Given entries –
###

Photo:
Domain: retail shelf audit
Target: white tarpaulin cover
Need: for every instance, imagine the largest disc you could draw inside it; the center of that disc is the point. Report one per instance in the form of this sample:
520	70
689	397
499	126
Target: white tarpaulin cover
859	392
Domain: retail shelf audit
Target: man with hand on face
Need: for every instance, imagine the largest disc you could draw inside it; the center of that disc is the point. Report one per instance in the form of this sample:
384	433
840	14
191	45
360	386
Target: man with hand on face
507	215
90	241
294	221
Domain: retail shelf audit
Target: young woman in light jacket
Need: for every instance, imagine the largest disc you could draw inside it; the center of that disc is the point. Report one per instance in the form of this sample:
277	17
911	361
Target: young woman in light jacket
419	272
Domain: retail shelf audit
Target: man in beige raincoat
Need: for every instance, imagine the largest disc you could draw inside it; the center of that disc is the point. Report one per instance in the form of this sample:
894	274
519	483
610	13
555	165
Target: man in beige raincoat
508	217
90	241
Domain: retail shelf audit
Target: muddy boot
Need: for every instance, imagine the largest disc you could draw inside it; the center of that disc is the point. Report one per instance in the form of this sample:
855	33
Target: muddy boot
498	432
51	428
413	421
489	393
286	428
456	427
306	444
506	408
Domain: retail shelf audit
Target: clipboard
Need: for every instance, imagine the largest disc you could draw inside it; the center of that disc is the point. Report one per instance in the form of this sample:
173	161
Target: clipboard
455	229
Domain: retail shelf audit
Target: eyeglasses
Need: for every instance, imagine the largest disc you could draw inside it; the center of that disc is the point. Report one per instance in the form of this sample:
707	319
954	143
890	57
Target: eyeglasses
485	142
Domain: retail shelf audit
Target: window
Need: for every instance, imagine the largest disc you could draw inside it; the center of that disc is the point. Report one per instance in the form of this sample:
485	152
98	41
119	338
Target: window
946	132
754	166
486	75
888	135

###

Work task – Please write out every line of the data exactly.

Output below –
Photo:
Domain: retail shelf audit
Target: white tarpaulin cover
Need: for every instance, imagine the largest disc you could draw inside it; the center of that disc is the point. Report one per instance in the form of this sample:
520	70
689	397
499	126
Target: white tarpaulin cover
859	392
Domain: retail shelf audit
Target: man with hand on face
Need: for every instance, imagine the largest disc you could draw inside it; the center of that disc is the point. Report one per instance in the form of this sample:
384	433
840	14
191	45
360	386
Target: man with hand on face
507	215
90	241
294	221
Domain: retail shelf audit
Target: young woman in light jacket
Need: for every instance, imagine the largest disc you could draw inside it; the center of that disc is the point. Report one per instance in the form of this sample:
277	17
911	361
Target: young woman in light jacket
419	272
Domain: retail shelf audit
Target: man in beige raincoat
Need: for every instance, imagine the largest disc you could draw inside it; the center of that disc is the point. Report one per instance in the form of this sample:
894	274
519	483
610	13
555	165
Target: man in beige raincoat
508	217
90	241
Domain: retail shelf audit
Target: muddy boot
Need: for every instance, imagine the largest disc you could draw inside it; the center of that disc is the point. Report one per instance in the form of this sample:
855	33
Target: muddy boot
498	432
51	428
413	421
489	393
286	428
456	427
306	444
506	408
Domain: retail shelf audit
Target: clipboard
Need: for every instance, imagine the largest disc you could draw inside it; the center of that disc is the point. Report one per instance in the form of this sample:
173	161
Target: clipboard
455	229
Domain: retail shelf audit
Target: eyeglasses
Need: for every instance, imagine the largest disc you could draw inside it; the center of that disc is the point. Report one per instance in the form of this sample:
707	319
954	143
890	57
Target: eyeglasses
485	142
Domain: retail shelf audit
Target: window
Need: for every instance, imagine the largest disc you could draw inside it; the center of that disc is the point. Report one per instance in the form of this sample:
485	152
98	41
119	338
Target: window
946	132
754	166
486	75
888	135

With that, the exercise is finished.